Problem to work on
Print the entries exactly; no image belongs in the copy.

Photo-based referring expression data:
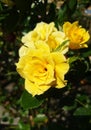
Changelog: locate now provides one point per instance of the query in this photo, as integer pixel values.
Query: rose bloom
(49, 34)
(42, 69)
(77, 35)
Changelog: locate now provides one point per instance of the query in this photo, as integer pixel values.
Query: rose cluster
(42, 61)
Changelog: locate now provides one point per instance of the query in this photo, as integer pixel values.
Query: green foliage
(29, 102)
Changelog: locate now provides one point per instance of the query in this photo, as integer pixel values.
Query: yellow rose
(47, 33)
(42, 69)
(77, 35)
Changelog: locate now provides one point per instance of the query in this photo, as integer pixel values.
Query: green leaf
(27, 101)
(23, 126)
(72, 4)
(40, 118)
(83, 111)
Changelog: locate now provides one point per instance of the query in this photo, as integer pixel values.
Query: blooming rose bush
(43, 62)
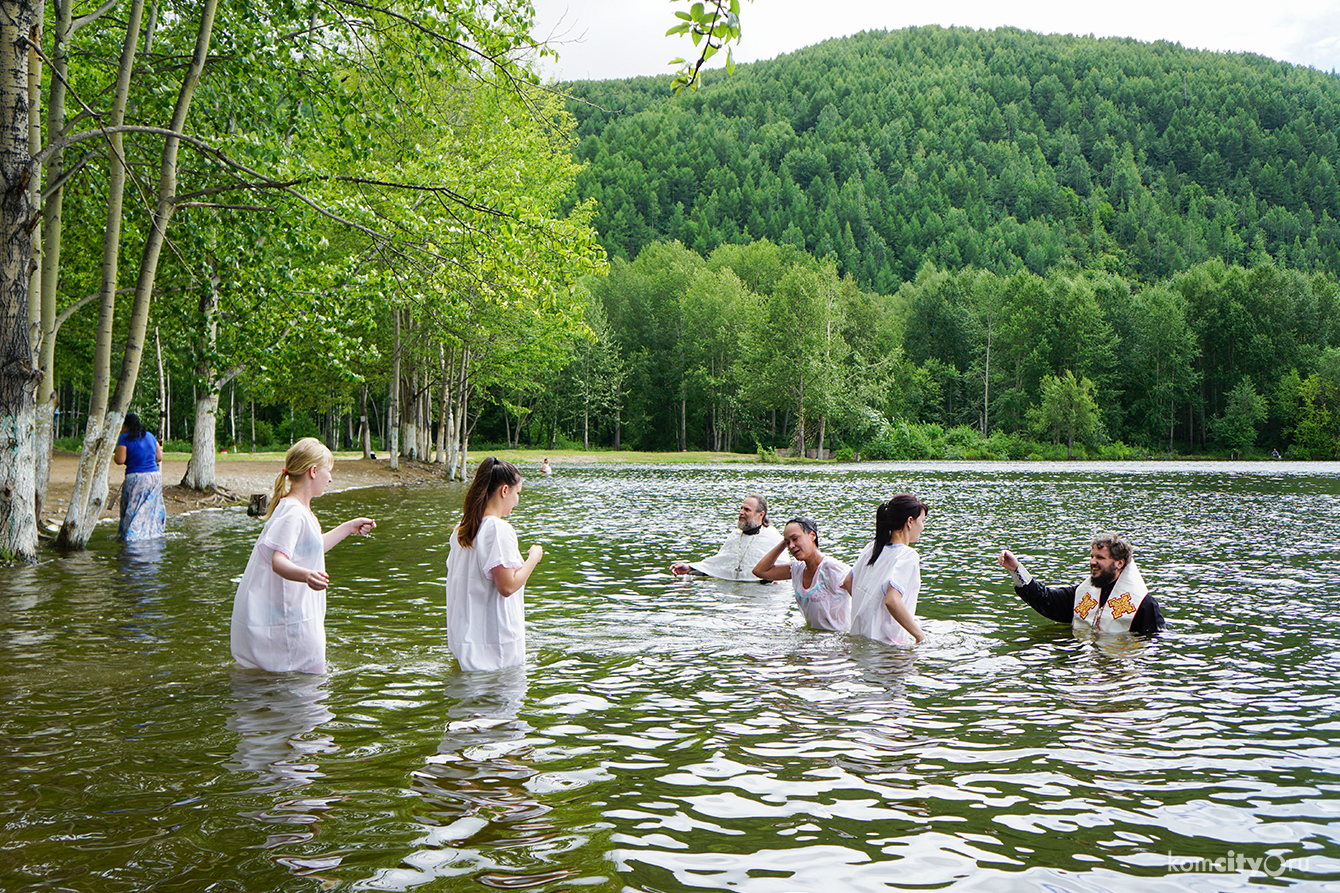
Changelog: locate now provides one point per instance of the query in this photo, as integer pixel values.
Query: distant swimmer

Task result
Changelog: locate now provides one point per instance of the query in this photo, as integer pixel values.
Query: rose bloom
(49, 34)
(42, 69)
(77, 35)
Changelog: locate now provides one point per instance of the query in this photo, as integer pixel values.
Query: rose cluster
(42, 61)
Changelog: locate now provides one point per instance of the query in this photo, as integer pixel values.
Query: green foliage
(29, 102)
Changelog: locate now provides one point per instance of the query in this photo, as integer pixel values.
Query: yellow rose
(47, 33)
(42, 69)
(77, 35)
Changelog: locate now provides one point per instance of the query in this photo, as integer pixel values.
Query: green leaf
(27, 101)
(23, 126)
(72, 4)
(40, 118)
(83, 111)
Changelog: locate now provides one point per instance of the query in this photo, as integer pixel values.
Query: blooming rose bush
(43, 62)
Changelog: locate now provides one point per instance of the query in this photo, as integer pixel values.
Query: distant swimmer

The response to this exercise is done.